• [Your goal]: Convert the lines below, from the first one through the line containing "(1008, 329)", into a JSON list of strings with one string per line and any blank lines omitted.

• [Records to use]:
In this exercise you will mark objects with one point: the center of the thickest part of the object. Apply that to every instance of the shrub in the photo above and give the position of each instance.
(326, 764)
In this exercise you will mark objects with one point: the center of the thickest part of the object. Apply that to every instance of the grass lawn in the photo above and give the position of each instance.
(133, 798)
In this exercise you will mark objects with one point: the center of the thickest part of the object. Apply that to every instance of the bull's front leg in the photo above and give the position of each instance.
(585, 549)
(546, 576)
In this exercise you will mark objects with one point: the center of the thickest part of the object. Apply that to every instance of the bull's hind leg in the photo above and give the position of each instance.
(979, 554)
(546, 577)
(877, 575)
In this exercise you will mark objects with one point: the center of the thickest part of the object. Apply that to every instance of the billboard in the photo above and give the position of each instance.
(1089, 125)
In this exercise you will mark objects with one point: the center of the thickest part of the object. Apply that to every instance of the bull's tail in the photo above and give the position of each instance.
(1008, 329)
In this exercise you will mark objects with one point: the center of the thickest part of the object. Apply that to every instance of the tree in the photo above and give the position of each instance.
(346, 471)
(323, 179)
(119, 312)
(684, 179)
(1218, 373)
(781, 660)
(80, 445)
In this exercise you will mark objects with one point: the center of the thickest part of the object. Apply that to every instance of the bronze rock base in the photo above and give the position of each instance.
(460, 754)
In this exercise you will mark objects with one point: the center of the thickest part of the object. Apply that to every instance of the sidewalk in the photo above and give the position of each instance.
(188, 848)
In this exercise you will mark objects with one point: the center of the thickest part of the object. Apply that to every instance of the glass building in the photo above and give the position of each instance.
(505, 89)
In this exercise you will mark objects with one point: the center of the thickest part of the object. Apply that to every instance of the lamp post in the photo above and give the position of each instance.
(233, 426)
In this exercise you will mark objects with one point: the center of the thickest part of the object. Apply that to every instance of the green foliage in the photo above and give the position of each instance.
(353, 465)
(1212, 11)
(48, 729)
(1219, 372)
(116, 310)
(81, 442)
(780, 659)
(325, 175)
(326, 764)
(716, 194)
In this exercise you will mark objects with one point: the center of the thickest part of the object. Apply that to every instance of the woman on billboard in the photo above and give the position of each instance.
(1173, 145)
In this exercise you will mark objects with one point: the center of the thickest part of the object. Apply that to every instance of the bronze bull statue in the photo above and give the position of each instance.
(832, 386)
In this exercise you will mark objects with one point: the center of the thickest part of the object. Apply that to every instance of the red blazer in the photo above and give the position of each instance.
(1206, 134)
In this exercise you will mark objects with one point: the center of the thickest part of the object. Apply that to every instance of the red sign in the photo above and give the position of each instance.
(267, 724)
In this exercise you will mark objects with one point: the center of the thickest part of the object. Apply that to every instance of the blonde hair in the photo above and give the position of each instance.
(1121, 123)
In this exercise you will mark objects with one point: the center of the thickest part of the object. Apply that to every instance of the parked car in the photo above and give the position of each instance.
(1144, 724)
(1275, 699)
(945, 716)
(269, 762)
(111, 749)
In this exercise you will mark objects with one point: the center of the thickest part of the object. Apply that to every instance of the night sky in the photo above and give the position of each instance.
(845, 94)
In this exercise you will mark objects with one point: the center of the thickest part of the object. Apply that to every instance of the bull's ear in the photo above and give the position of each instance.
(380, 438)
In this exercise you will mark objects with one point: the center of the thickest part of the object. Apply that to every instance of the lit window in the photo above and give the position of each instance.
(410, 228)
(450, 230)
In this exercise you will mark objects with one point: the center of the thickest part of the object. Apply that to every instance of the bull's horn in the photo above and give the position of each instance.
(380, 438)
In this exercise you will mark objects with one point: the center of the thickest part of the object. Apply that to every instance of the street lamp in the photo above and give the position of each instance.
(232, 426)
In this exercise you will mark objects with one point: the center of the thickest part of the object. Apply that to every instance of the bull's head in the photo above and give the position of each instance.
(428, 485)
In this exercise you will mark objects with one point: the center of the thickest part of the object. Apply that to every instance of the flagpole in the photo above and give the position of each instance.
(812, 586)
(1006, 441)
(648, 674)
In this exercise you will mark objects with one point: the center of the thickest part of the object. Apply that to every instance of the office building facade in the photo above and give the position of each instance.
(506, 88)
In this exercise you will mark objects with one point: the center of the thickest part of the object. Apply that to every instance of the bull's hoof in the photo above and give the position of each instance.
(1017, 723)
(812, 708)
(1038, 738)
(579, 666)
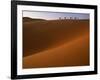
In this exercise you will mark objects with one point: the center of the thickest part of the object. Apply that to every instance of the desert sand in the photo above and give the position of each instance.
(55, 43)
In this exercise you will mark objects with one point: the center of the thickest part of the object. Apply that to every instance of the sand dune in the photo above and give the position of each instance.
(55, 43)
(74, 53)
(40, 36)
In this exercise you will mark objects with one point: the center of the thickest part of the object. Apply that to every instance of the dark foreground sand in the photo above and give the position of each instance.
(55, 43)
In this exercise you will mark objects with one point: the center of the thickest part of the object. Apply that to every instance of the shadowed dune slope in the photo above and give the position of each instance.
(45, 35)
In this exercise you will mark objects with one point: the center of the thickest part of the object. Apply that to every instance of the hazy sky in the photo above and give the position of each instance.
(53, 15)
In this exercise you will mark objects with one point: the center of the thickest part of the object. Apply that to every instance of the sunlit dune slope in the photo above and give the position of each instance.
(72, 53)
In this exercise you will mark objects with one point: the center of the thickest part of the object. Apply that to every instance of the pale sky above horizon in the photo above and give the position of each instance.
(54, 15)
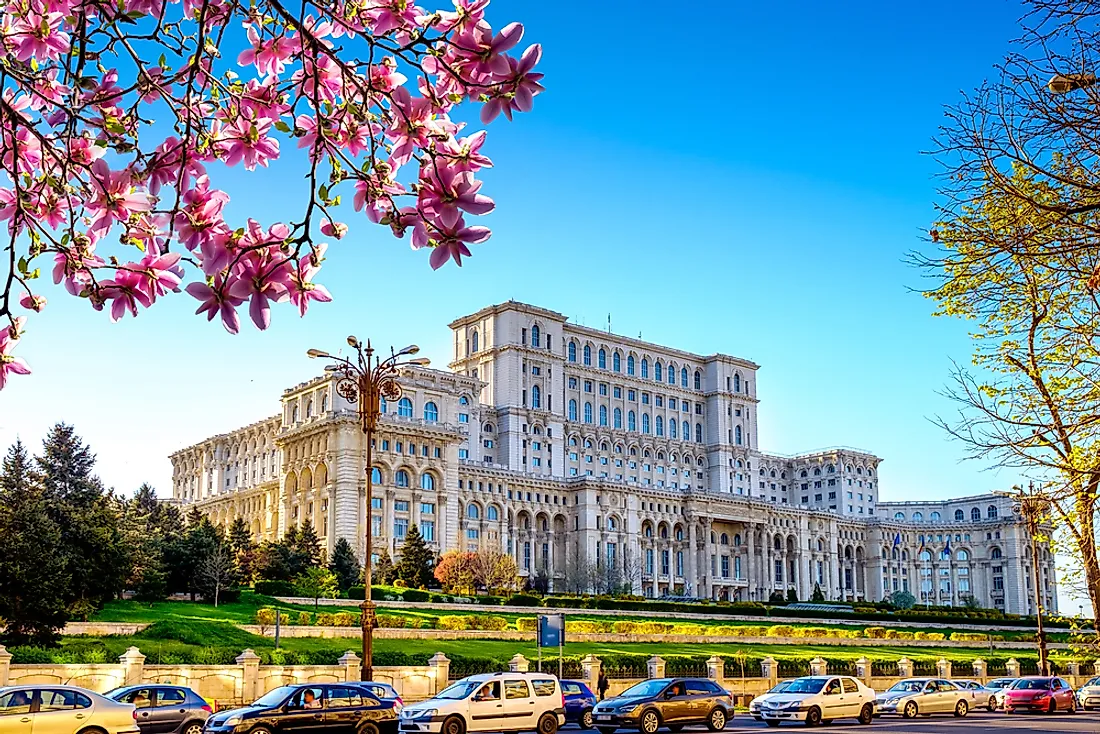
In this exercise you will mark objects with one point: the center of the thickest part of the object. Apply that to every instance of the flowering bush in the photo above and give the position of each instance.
(117, 118)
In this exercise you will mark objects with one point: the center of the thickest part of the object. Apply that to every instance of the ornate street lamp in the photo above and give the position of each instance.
(365, 381)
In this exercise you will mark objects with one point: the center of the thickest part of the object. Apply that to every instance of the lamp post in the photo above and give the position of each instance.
(365, 381)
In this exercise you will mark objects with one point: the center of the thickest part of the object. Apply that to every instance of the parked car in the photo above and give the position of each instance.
(491, 702)
(580, 701)
(164, 709)
(308, 708)
(1088, 696)
(999, 687)
(62, 710)
(1040, 693)
(671, 702)
(815, 700)
(923, 696)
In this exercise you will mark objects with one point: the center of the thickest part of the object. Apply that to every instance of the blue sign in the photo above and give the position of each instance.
(551, 630)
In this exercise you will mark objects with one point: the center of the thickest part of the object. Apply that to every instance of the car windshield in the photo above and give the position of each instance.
(459, 690)
(645, 689)
(805, 686)
(274, 698)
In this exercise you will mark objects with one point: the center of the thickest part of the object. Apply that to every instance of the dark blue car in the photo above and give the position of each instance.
(580, 701)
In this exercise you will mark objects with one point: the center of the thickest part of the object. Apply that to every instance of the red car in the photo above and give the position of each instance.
(1040, 693)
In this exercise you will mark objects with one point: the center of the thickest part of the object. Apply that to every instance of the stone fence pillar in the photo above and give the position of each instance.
(655, 667)
(979, 668)
(769, 669)
(4, 666)
(441, 666)
(250, 681)
(352, 665)
(133, 664)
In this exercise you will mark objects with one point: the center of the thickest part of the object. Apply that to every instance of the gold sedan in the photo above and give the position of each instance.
(62, 710)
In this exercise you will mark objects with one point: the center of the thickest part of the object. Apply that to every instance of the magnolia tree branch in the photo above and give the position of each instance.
(117, 118)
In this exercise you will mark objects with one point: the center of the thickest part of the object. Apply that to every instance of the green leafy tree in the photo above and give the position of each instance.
(317, 582)
(344, 566)
(34, 581)
(416, 566)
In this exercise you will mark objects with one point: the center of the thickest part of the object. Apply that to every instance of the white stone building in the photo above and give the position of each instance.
(595, 458)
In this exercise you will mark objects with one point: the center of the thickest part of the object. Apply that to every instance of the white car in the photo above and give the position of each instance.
(491, 702)
(815, 700)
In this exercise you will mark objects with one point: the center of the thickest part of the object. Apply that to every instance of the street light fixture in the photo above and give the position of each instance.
(365, 381)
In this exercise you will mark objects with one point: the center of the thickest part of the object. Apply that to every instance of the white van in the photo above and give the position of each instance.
(491, 702)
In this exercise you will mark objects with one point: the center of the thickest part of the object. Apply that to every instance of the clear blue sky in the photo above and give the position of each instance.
(736, 179)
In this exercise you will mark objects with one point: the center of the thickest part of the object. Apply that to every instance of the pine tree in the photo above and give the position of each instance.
(344, 565)
(33, 576)
(416, 567)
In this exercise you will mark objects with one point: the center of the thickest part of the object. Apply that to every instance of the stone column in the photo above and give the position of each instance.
(4, 666)
(441, 667)
(655, 667)
(250, 682)
(351, 664)
(133, 664)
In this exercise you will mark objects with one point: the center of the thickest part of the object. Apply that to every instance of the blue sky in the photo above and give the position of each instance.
(739, 181)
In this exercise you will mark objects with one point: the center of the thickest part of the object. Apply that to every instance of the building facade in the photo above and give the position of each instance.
(601, 461)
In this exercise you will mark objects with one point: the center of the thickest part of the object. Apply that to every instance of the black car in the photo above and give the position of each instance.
(311, 709)
(164, 709)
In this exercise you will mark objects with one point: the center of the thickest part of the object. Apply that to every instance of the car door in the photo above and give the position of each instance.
(15, 716)
(61, 711)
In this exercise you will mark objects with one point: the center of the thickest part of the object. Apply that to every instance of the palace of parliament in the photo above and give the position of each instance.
(597, 459)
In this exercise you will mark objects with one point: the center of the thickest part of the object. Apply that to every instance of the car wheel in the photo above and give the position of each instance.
(813, 716)
(454, 725)
(548, 723)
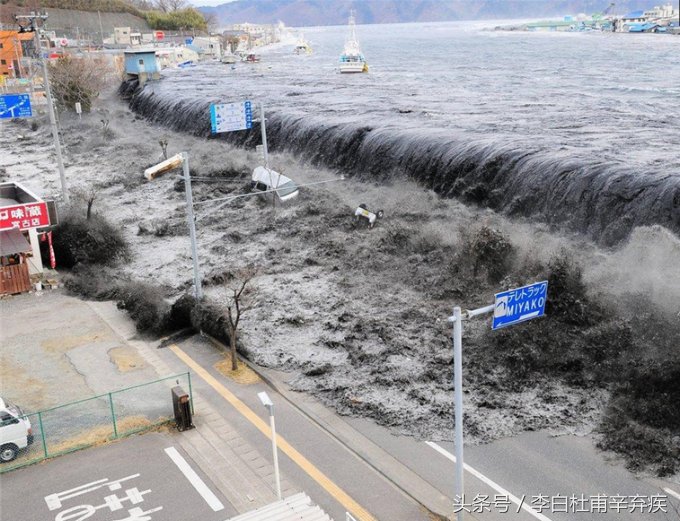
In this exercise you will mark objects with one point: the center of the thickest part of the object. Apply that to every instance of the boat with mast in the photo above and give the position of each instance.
(352, 59)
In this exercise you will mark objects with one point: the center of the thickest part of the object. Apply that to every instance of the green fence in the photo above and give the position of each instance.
(96, 420)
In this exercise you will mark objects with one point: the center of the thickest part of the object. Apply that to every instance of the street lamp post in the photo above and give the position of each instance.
(266, 401)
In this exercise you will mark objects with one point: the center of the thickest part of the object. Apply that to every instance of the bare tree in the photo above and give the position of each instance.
(239, 300)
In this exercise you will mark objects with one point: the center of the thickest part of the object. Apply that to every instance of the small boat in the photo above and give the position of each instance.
(229, 58)
(352, 59)
(302, 46)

• [Finished answer]:
[
  "In this exercise you will mark objects with one point: the center of the thickest part of the object. Apply that to every instance of the shrub in the photo above and give the position of each instance.",
  "(326, 764)",
  "In this exercise you will mark objects with one point: the center of the thickest part of the object. Apply that to every instance of the grass lawn in the photo above and give the position of each instance.",
  "(133, 798)",
  "In this exercise you will mark objects with one point: the center of the thickest part of the object. Apply that to every instance of the bull's front leg in the photo above and give the position of each instance.",
  "(585, 549)",
  "(546, 576)",
  "In this exercise you will mark objects with one point: the center of the thickest part of the object. Apply that to every instance of the bull's hind leg in the photo above and give the position of each instance.",
  "(979, 554)",
  "(546, 577)",
  "(877, 575)",
  "In this exercise you will mark objects with one point: the center of the thickest part of the object. Apply that to every instance of the billboard in the photo above and give the position of each instance.",
  "(1089, 125)",
  "In this exercise you will mark objects with one point: the center of the thickest part of the object. Apply that to every instance of the bull's tail in the photo above and give the position of each instance.",
  "(1008, 329)"
]